● **Data for the task**:

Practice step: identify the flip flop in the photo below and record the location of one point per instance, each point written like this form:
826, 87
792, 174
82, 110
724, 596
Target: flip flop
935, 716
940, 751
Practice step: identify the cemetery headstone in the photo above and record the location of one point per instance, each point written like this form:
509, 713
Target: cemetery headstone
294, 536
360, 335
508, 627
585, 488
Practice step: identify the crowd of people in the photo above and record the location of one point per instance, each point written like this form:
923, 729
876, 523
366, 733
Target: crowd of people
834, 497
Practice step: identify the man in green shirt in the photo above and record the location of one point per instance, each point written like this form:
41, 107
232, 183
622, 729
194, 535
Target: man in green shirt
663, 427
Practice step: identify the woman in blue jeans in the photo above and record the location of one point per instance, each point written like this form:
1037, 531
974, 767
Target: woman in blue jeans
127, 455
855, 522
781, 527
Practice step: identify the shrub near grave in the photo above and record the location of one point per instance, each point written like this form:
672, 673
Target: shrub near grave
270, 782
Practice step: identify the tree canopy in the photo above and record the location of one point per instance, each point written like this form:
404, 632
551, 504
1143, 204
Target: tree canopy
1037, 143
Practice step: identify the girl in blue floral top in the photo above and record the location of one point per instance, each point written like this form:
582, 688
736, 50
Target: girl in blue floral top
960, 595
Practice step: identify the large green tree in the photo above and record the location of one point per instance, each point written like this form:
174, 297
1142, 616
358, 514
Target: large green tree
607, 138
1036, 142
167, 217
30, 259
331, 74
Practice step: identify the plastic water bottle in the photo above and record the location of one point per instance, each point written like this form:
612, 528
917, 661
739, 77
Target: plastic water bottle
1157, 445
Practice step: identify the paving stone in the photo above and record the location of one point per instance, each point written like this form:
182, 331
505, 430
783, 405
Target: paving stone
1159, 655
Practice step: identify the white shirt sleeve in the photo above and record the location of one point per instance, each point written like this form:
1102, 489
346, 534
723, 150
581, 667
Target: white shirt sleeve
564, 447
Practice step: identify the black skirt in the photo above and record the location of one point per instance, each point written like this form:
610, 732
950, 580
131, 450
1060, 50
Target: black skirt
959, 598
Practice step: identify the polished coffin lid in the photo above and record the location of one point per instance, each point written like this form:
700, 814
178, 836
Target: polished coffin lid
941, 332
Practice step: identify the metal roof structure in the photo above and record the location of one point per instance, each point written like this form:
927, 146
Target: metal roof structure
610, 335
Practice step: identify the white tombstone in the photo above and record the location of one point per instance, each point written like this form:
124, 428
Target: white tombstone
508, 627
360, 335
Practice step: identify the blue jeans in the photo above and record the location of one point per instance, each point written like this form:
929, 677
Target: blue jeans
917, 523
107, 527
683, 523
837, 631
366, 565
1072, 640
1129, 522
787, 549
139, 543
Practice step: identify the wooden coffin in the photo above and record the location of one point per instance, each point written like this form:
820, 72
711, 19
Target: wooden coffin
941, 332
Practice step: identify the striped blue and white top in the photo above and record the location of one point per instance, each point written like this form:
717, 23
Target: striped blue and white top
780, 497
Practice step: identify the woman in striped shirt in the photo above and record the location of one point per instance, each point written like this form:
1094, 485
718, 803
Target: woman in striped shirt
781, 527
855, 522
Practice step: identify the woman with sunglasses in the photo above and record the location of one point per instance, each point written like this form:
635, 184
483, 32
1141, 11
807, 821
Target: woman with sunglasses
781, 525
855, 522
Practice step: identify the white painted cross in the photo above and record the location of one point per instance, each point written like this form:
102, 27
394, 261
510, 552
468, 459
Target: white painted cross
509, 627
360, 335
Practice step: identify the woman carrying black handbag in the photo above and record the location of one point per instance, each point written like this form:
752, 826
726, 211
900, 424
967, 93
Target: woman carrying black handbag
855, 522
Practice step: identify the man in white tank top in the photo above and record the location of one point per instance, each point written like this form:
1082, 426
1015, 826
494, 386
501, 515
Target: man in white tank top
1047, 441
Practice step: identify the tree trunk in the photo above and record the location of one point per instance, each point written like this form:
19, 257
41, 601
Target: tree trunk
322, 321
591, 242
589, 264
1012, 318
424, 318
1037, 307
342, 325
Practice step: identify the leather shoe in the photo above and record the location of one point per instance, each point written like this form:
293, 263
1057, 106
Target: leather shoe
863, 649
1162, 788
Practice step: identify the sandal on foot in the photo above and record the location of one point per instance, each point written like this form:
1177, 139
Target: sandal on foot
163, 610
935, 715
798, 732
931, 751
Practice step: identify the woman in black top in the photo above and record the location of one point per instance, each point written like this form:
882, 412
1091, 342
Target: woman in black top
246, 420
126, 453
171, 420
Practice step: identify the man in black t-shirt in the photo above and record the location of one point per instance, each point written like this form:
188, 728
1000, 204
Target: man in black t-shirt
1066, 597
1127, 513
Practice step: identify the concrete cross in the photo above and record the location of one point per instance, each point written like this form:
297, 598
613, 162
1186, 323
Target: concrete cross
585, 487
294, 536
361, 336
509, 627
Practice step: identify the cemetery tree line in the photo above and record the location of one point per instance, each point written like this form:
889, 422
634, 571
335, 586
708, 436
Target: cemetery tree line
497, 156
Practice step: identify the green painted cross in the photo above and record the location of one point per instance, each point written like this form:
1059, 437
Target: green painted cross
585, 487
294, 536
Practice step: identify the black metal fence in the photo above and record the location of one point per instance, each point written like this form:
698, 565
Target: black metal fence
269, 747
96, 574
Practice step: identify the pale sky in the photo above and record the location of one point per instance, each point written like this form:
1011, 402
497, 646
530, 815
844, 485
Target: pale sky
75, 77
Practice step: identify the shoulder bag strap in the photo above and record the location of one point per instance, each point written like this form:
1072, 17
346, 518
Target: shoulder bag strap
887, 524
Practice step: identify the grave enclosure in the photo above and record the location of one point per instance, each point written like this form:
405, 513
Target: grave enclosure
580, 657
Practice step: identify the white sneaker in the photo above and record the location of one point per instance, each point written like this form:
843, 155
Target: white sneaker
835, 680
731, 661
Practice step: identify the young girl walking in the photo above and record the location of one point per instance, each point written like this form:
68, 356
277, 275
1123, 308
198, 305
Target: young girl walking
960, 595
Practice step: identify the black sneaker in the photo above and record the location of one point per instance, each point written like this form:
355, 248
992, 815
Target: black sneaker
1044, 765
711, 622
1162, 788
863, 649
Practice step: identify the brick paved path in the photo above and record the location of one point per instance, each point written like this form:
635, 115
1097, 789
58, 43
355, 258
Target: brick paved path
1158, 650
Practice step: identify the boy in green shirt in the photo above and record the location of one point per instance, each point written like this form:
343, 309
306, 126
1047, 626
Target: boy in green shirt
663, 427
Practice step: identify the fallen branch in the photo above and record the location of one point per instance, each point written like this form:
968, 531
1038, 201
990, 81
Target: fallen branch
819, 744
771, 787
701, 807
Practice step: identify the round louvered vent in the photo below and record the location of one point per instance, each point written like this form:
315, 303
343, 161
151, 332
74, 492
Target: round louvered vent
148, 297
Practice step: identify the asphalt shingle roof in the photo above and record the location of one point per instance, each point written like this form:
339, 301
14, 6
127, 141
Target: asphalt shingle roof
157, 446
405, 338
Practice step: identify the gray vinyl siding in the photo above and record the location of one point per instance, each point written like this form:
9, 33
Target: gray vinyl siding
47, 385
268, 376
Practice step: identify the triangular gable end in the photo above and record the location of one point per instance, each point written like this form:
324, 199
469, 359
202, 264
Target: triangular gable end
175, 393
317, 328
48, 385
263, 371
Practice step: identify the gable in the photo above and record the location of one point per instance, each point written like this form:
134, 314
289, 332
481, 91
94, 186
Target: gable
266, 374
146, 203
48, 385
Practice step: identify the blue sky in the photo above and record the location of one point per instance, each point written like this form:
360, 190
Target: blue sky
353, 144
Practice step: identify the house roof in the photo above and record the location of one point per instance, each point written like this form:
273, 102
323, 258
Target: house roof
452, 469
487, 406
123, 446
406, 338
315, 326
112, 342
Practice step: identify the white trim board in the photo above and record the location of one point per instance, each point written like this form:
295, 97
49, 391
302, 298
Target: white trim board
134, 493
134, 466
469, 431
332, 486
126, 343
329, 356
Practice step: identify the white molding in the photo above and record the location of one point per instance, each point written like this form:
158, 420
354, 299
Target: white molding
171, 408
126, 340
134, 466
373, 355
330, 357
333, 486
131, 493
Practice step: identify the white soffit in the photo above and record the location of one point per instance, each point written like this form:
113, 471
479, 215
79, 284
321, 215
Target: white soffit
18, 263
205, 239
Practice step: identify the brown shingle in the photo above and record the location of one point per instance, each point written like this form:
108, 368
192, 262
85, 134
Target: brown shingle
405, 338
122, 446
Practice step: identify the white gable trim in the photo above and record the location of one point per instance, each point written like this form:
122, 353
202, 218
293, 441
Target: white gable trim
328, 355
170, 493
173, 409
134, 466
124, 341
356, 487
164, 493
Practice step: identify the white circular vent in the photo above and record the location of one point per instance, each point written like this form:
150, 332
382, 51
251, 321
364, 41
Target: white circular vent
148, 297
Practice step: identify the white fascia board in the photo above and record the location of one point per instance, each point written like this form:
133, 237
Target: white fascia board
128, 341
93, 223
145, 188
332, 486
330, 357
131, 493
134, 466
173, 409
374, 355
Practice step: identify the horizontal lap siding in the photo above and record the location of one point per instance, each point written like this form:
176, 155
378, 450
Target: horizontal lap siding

● **Objective**: Reproduce the rows word for word, beginning at the line that contains "Practice step: identify the brown" and stopping after the last line of the rows, with both of those lines included.

● **Exercise solution**:
Practice step: identify the brown shingle in the photo above and record the location of one point per instance, each point written like this form:
108, 368
192, 262
85, 134
Target: brown shingle
405, 338
122, 446
Practice step: identify the white gable trim in the photo above and record the location of one point per instance, each point written like this form:
122, 353
202, 218
293, 441
Target: white gable trim
328, 355
170, 493
173, 409
134, 466
124, 341
356, 487
164, 493
Practice step: identify the white circular vent in the photo above and record the location of one point per instance, each point written like this form:
150, 332
382, 51
251, 321
364, 41
Target: white circular vent
148, 297
Practice step: identify the white fascia board in the photo above and record the location of one point per instance, each point written like this form:
133, 237
Target: white fascia board
128, 341
93, 223
145, 188
332, 486
330, 357
131, 493
134, 466
173, 409
374, 355
Practice step: identify the horizontal lap siding in the photo above and record the location of one point per instance, each point written like this form:
176, 155
378, 450
Target: horizontal lap siding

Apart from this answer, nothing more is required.